What is needed >>
The exercise calls for a faithful copy of all the data.

───── Recorded data

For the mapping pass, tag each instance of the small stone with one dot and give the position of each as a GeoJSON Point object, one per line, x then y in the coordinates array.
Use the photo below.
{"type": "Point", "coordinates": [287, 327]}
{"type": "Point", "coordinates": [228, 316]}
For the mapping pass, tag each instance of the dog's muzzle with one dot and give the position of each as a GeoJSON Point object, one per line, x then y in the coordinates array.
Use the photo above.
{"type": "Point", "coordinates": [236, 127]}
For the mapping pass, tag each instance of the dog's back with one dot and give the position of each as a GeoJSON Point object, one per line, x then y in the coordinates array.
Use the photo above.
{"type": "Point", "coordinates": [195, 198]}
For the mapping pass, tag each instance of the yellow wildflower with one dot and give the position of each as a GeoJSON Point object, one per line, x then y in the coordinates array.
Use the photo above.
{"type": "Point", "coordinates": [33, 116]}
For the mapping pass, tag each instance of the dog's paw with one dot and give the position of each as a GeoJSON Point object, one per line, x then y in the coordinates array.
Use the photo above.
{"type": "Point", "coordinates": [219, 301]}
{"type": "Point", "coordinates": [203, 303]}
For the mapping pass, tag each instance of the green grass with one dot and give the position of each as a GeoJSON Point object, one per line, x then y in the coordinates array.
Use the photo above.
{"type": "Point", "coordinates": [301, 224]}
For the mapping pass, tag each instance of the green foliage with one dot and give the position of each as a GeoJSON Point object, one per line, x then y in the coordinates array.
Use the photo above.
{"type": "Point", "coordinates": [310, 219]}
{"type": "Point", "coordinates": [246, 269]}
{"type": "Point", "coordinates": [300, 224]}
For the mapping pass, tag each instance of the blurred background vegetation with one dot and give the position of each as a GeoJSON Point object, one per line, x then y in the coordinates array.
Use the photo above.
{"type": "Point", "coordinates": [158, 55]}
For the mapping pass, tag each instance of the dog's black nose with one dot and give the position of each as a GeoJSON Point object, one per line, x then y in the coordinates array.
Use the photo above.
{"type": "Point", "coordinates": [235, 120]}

──────────

Solved problem >>
For the mapping pass, tag each instance of the small stone with one dot and give the position of each as a GeoJSON Point object, one per line, x then y in the coordinates array.
Use the photo below.
{"type": "Point", "coordinates": [287, 327]}
{"type": "Point", "coordinates": [228, 316]}
For the mapping pass, tag each instance of the dog's muzzle with one dot and give the position of each as a GeoJSON Point object, one per line, x then y in the coordinates array.
Use the photo above.
{"type": "Point", "coordinates": [236, 127]}
For the mapping pass, tag each instance of the dog's back with one dot and give the position of each as a GeoJSON Point object, one per line, x then y in the coordinates array.
Use the photo above.
{"type": "Point", "coordinates": [195, 198]}
For the mapping pass, tag each instance of the yellow wildflower with one dot and give the position of each as a GeoJSON Point object, one per line, x then y in the coordinates array.
Use the photo above.
{"type": "Point", "coordinates": [33, 116]}
For the mapping pass, tag each instance of the dog's paw with one dot and give the position of each as a GeoJSON Point object, one per line, x then y in the coordinates array.
Use the photo above.
{"type": "Point", "coordinates": [219, 301]}
{"type": "Point", "coordinates": [203, 303]}
For the mapping pass, tag each instance of the green grass with one dot and give the position of each as a GeoJSON Point object, one per line, x then y in the coordinates array.
Use the photo above.
{"type": "Point", "coordinates": [301, 224]}
For the mapping pass, tag each instance of the green foliage with one dot and give the position of each as a GeoJSON Point object, one per line, x then y in the coordinates array.
Use the photo above.
{"type": "Point", "coordinates": [310, 219]}
{"type": "Point", "coordinates": [246, 269]}
{"type": "Point", "coordinates": [300, 224]}
For the mapping pass, tag each instance of the blurred background vegetation with one dot and give the position of each as a GeoJSON Point object, one per line, x then y in the coordinates array.
Use the photo above.
{"type": "Point", "coordinates": [158, 55]}
For the mapping pass, tag each instance of the dog's black nose with one dot and give the position of each as a GeoJSON Point object, one per line, x then y in the coordinates array.
Use the photo above.
{"type": "Point", "coordinates": [235, 120]}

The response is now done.